:: SET OF TASKS ::
1/ In the text about the film Marupadiyum, write out everything from "Marupadiyum () is" down to "for her performance.", swapping "1993" for "1994".
2/ Give a JSON list of strings, one string per line and no blank lines, holding everything in the records from the line that contains "Objective — a point for each instance of the window" down to the end of the records.

Marupadiyum () is a 1993 Indian Tamil-language drama film written, filmed and directed by Balu Mahendra. The film stars Revathi, Nizhalgal Ravi, Arvind and Rohini. A remake of the 1982 Hindi film Arth, it focuses on Thulasi, a wife caught up in marital discord, and her life henceforth.

Marupadiyum was released on 14 January 1993. Revathi won the Filmfare Award for Best Tamil Actress for her performance.

Plot 
Thulasi, who grew up as an orphan girl and always dreamt of owning a house, becomes insecure when she finds that she and her husband, Muralikrishna, have to leave the apartment they rent. The twist that occurred when Murali gives her the keys of a new house proves to be double-edged, when it is revealed that he is in love with another woman, Kavitha, with whom he earned the money (in the film industry) for the new apartment. While previously giving advice to her maid cheated by her husband, now Thulasi becomes herself involved in a similar situation.

When Murali deserts Thulasi for Kavitha, she chooses to leave the apartment for a women's hostel with only  that she had when she got married. She is helped by Gowrishankar, a singer, to surpass the difficulties of life as a single person, to find a job and to rely morally on herself. Gowrishankar and Thulasi become good friends. Gradually, Kavitha's mental instability deepens her fears of insecurity, even after Murali requests Thulasi to sign the divorce papers.

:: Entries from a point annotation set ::
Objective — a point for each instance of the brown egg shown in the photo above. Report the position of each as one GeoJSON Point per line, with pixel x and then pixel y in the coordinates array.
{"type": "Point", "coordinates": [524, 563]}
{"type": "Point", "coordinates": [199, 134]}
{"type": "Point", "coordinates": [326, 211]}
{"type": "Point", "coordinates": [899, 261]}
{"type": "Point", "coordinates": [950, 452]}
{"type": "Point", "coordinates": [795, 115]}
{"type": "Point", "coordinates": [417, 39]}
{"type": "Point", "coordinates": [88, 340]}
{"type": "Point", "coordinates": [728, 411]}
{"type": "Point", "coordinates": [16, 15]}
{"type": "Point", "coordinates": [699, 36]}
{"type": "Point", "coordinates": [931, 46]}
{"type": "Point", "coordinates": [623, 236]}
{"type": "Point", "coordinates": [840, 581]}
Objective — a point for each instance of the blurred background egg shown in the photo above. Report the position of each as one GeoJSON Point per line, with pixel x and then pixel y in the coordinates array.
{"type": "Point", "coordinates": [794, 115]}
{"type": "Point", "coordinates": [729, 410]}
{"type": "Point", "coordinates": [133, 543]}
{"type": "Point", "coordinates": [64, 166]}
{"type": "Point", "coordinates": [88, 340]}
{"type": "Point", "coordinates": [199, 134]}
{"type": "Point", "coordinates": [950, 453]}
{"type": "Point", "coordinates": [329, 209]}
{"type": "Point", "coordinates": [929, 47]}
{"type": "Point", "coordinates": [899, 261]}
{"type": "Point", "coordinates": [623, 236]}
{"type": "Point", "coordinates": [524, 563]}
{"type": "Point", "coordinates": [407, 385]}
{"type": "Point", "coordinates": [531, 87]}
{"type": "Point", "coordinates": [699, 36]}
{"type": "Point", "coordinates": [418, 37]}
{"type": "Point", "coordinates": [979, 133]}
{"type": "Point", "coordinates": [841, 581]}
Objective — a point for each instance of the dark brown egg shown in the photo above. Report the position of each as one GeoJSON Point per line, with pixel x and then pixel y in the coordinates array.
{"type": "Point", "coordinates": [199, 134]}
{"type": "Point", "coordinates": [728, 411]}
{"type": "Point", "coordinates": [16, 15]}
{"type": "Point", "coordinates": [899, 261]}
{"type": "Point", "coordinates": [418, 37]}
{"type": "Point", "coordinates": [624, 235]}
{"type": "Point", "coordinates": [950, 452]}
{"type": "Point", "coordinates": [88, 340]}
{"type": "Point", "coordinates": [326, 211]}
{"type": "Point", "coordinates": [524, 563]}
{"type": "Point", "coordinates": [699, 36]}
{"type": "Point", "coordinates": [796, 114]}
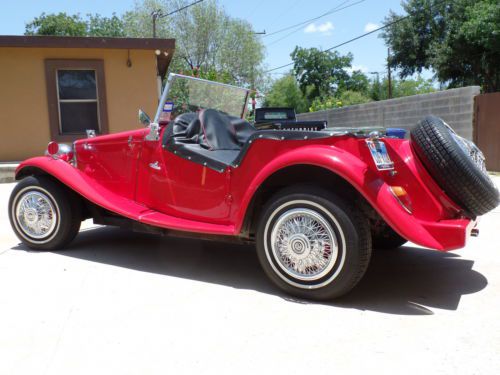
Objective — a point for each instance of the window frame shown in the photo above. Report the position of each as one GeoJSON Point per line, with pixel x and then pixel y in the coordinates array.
{"type": "Point", "coordinates": [52, 66]}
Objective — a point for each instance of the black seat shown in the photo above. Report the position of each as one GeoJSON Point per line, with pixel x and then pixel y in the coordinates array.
{"type": "Point", "coordinates": [217, 131]}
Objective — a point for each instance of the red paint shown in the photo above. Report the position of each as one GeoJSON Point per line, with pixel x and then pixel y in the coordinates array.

:: EXPECTED OUTPUTS ::
1/
Marupadiyum () is a 1994 Indian Tamil-language drama film written, filmed and directed by Balu Mahendra. The film stars Revathi, Nizhalgal Ravi, Arvind and Rohini. A remake of the 1982 Hindi film Arth, it focuses on Thulasi, a wife caught up in marital discord, and her life henceforth.

Marupadiyum was released on 14 January 1994. Revathi won the Filmfare Award for Best Tamil Actress for her performance.

2/
[
  "Objective — a point for each instance of the window frame shown in the photo above. Report the position of each as one GeoJSON Point per line, with pixel x and then pixel y in the coordinates array.",
  "{\"type\": \"Point\", \"coordinates\": [52, 66]}",
  "Objective — a point for each instance of the black seat shown in the photo above. Report the position of each as one GeoJSON Point per line, with pixel x and then pixel y in the coordinates array.",
  "{\"type\": \"Point\", \"coordinates\": [217, 131]}",
  "Objective — a point for each instance of the red paint shown in the photo above. Report the position of each as one GeoJSON Point per line, with pixel x and then pixel y in the coordinates array."
]